» **Auszug**:

══════

Yerkes meinte festgestellt zu haben, daß in wilden Affenverbänden motorisch aktive Männchen das Terrain für passive Weibchen sicherten. Der Rückschluß auf das menschliche Miteinander ließ nicht lange auf sich warten: Ein Gorilla namens King Kong verkörperte diese ursprüngliche männliche Kraft in einem Kinokassenerfolg von 1933. Ein Jahr vor „King Kong und die weiße Frau“ war der Bericht einer Studie über das Verhalten von Gorillas im Dschungel erschienen, der damit endete, daß der Wissenschaftler einen Gorilla-Silberrücken erschoß, als der auf seine Frau zurannte. Der Film reicherte also seinen Stoff mit aus der Wissenschaft entlehnten Bildern an.
Daß 1968 der „Planet der Affen“ im Zusammenhang mit Problemen der menschlichen Gesellschaft gesehen werden konnte, lag auch daran, daß die Wissenschaftler Affen mit immer konkreteren Fragen der amerikanischen Menschheit konfrontierten. Als Harry F. Harlow, zeitweilig in leitender Position psychologischer Berater der U.S. Army, seine Deprivationsversuche an Rhesusaffen begann, war er auf der Suche nach einem Primatenmodell für Kriegspsychosen und Depressionen, den in Amerika nicht zu übersehenden Folgen von Welt- und Korea-Krieg.
Etwa zeitgleich mit Harlow hatte an der University of Chicago der an klassisch- morphologischen Methoden der Primatenanatomie ausgebildete Anthropologe Sherwood Washburn begonnen, Vorlesungen zur frühen Hominidenevolution zu halten. Als dezidierter Gegner rassischer Klassifikationen und Hierarchisierungen führte er den von Ernst Mayr entlehnten Populationsbegriff in die Anthropologie ein. Washburn begründete seine Forschungsanträge mit der Bedeutung der Studien für die menschliche Psychologie und Psychiatrie. Die an freilebenden indischen Languren und afrikanischen Pavianen gewonnenen Ergebnisse führten dabei häufig zu konträren Einsichten und mußten nicht selten die vergleichende Perspektive zum Menschen aufgeben.
Wichtig ist hier, daß Washburn und viele seiner Schülerinnen immer auch Populärversionen ihrer Arbeiten verfaßten, an Lehrplänen von Schulen mitwirkten oder selbst Lehrfilme drehten. Es gab Anfang der siebziger Jahr kaum einen gesellschaftlichen Diskurs, in dem nicht Vergleiche zu nichtmenschlichen Primaten eine Rolle spielten - ganz gleich, ob es dabei um Krieg, Vorstadtkriminalität, alleingelassene Mütter, Streiks, Ehescheidung, Prostitution, die Überwachung schwarzer Rädelsführer durch Telemetrie oder die Gleichstellung der Frau ging.

══════

Schreibe aus dem Auszug über die Affenforschung den Abschnitt ab, der bei „Wichtig ist hier, daß“ beginnt und bei „der Frau ging.“ endet. Die Datensätze haben mit dem Auszug nichts zu tun.

══════

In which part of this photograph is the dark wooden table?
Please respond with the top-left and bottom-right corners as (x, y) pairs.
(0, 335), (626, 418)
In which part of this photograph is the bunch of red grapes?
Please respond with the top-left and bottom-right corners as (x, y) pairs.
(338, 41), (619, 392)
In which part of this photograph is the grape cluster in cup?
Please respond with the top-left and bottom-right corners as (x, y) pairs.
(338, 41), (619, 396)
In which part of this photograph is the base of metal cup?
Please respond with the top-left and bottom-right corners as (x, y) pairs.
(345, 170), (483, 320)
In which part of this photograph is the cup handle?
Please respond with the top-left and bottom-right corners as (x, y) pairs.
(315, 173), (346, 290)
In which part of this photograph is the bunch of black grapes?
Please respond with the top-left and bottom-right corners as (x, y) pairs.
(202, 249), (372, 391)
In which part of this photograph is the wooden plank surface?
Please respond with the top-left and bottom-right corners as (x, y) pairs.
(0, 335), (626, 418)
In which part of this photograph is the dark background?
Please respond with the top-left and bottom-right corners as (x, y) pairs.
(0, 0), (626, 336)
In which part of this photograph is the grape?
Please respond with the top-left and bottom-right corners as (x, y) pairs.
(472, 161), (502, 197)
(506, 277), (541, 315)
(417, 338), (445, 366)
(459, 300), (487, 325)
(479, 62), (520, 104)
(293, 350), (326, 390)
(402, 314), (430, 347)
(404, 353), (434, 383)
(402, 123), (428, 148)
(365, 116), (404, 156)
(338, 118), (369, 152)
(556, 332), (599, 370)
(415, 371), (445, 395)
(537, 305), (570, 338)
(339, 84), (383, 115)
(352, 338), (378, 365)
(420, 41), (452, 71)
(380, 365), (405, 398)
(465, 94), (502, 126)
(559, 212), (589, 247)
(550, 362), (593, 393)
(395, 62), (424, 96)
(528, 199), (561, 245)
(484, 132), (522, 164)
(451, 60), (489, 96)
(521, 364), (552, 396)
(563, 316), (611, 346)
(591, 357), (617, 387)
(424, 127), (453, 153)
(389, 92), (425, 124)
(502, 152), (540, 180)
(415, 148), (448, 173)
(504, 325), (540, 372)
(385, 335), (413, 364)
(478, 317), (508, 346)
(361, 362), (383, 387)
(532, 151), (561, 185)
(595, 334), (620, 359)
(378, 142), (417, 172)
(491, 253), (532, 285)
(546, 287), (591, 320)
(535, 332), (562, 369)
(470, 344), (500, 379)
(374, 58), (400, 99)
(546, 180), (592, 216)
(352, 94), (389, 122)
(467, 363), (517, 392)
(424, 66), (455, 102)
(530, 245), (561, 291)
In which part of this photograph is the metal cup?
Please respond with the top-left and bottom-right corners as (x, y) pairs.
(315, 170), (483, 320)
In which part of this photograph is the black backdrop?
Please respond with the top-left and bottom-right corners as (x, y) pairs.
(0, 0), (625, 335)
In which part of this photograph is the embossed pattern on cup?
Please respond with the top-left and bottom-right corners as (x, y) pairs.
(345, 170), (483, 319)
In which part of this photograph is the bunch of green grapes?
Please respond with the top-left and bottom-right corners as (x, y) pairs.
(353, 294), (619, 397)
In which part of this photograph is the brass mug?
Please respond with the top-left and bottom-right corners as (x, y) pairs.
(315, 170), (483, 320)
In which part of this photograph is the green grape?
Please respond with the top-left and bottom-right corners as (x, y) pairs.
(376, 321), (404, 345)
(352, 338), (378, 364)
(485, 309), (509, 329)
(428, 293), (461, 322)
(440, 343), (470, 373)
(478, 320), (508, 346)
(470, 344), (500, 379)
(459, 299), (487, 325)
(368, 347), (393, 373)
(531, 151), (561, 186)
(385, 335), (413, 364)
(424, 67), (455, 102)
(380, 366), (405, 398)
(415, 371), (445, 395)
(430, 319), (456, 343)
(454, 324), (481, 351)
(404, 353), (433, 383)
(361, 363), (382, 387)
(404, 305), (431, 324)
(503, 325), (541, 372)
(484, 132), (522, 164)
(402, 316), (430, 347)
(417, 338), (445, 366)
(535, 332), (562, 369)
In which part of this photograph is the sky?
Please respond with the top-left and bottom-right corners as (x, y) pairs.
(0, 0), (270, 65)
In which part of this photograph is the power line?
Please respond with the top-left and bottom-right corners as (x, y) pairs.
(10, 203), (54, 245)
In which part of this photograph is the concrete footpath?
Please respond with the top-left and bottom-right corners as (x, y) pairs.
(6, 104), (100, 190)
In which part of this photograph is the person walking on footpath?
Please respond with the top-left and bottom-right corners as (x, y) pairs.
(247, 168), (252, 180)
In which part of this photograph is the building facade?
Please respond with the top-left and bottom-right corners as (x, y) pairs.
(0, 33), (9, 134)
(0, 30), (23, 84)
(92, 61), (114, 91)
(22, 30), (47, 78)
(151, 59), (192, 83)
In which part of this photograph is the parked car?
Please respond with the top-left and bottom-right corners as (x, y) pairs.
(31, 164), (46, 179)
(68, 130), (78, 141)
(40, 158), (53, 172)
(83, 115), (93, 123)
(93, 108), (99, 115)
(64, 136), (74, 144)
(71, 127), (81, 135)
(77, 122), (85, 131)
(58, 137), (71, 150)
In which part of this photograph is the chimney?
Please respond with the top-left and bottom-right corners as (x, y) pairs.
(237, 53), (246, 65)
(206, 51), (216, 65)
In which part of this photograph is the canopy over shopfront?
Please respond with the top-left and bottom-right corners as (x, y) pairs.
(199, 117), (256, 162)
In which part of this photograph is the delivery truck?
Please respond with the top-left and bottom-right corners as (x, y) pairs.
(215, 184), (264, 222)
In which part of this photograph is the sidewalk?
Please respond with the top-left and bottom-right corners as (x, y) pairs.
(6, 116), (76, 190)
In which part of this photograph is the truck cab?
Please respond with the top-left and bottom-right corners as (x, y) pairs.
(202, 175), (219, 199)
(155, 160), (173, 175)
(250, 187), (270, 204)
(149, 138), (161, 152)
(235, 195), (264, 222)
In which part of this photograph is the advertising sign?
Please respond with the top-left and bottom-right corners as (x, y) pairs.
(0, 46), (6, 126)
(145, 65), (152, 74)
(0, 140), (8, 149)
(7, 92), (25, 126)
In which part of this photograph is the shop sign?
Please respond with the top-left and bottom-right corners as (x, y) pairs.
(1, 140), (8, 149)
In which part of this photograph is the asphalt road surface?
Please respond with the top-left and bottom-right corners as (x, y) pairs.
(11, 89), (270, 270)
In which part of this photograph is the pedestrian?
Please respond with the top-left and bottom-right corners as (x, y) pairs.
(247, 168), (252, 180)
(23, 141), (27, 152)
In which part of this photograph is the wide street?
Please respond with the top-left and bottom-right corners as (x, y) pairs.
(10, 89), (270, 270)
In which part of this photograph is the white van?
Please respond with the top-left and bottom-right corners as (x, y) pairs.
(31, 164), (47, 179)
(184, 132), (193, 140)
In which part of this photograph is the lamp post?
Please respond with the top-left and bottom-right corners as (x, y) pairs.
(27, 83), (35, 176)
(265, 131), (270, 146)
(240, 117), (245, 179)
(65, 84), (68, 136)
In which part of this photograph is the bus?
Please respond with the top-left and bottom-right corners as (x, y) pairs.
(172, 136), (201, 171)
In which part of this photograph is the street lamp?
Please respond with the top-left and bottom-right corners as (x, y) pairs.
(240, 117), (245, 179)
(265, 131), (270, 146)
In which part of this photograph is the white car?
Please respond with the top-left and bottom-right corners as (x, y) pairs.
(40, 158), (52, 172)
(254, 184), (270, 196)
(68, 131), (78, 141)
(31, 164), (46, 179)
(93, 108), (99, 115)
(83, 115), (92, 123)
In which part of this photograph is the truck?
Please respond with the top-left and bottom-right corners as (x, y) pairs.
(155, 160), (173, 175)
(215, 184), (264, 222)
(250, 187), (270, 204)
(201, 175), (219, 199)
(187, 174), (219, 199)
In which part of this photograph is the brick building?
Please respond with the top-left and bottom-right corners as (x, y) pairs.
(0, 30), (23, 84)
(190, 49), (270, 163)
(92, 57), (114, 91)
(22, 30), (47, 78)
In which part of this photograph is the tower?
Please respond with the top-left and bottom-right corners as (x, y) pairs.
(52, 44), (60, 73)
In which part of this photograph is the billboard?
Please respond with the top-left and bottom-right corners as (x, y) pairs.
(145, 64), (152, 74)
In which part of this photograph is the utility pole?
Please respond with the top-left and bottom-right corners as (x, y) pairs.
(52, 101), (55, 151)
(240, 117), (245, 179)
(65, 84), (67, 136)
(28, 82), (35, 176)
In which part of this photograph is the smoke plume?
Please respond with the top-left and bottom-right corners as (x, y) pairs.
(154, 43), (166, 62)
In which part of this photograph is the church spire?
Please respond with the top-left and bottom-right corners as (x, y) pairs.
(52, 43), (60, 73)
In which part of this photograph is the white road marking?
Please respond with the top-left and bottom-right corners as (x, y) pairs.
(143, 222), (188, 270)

══════

» **Antwort**:
Wichtig ist hier, daß Washburn und viele seiner Schülerinnen immer auch Populärversionen ihrer Arbeiten verfaßten, an Lehrplänen von Schulen mitwirkten oder selbst Lehrfilme drehten. Es gab Anfang der siebziger Jahr kaum einen gesellschaftlichen Diskurs, in dem nicht Vergleiche zu nichtmenschlichen Primaten eine Rolle spielten - ganz gleich, ob es dabei um Krieg, Vorstadtkriminalität, alleingelassene Mütter, Streiks, Ehescheidung, Prostitution, die Überwachung schwarzer Rädelsführer durch Telemetrie oder die Gleichstellung der Frau ging.